### Text section
Throne of Dragonix (T)

Throne of Dragonix written by Baqkns

i. COVER & TITLE

First things first: your cover. I'm not a HUGE fan, but it has the essentials. It looks pretty professional, but it is lacking. The main problem is the massive subtitle. I like the meaning, but is just too big; it takes away from the cover. I recognized this cover, because I think you got it made by Natt Kuznetsov, a graphic designer who is not only incredibly talented but also a friend of mine! Since I recognized the cover, I went back to that chapter in the cover shop to look at the other covers that were offered. I think the two last covers are your best bet, or the blue/green cover with the circle and the dragon in the middle. Those ones are far more eye-catching and less cluttered because of that subtitle. Again, the one you have is still pretty good.

your title brings up no criticisms in my mind. It represents the genre and is pretty unique. No problems there!


ii. BLURB

The big issue with your blurb is the size. It is very long, and that's a problem. Readers get overwhelmed by that chunk, even if all the info in it is written beautifully. So you should try to pick out the absolutely essential parts of the blurb and scrap the rest.

Another idea I have is to take away the quote part of the quote. Since that makes no sense, I'll elaborate. I think you should write it without the quotes and the person who said the quote. Take out the quote part and just make it a sentence. It's more powerful that way because we're not trying to figure out who Dragneel Bloom is, we're only focusing on the meaning of the quote. That's one option, but I personally would take out the quote all together, because it is a bit confusing. It's a cool piece of writing, but the problem is, readers have to think for a moment to understand it. Readers don't want to do that--not on the first line of a potential book blurb. It should be kept simple in the beginning, if that makes sense.

Rewritten below:

The darkest day in Dragonix's history: the self-sacrifice of the Emperor to stop the war of Dragon Cry. Nine throne candidates from the Dragon Clans rose to compete for the position of Emperor. But, to everyone's surprise, a tenth competition appeared: the Great Aide's Ace.

Dragonix faces the danger of another rising rebellion. Out emerges two Dragon Frontiers each with their own objectives. But amongst the chaos, a third party appears.

Dragneel Bloom, a wandering warrior with unknown origins, is summoned by the Great Aide to adhere to the origin of the third party with him as its pillar.

A rebellion is bound to happen.

So actually, I didn't take any info out really. I just streamlined the sentences. This makes the blurb shorter and more concise. Also, I put the blurb in present tense, because blurbs should always be in present tense. Why? Because present tense is more 'happening now' and in-your-face kind of style. I don't know. I just think it's better. I also just fixed up two comma errors.

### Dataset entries

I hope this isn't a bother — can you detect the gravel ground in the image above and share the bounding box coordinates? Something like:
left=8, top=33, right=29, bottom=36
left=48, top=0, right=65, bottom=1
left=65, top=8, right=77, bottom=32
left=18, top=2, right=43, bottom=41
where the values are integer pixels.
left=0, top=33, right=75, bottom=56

### Set problem
From the critique above, pull out the passage starting at "The darkest day" and ending at "bound to happen.", word for word.

### Output below
The darkest day in Dragonix's history: the self-sacrifice of the Emperor to stop the war of Dragon Cry. Nine throne candidates from the Dragon Clans rose to compete for the position of Emperor. But, to everyone's surprise, a tenth competition appeared: the Great Aide's Ace.

Dragonix faces the danger of another rising rebellion. Out emerges two Dragon Frontiers each with their own objectives. But amongst the chaos, a third party appears.

Dragneel Bloom, a wandering warrior with unknown origins, is summoned by the Great Aide to adhere to the origin of the third party with him as its pillar.

A rebellion is bound to happen.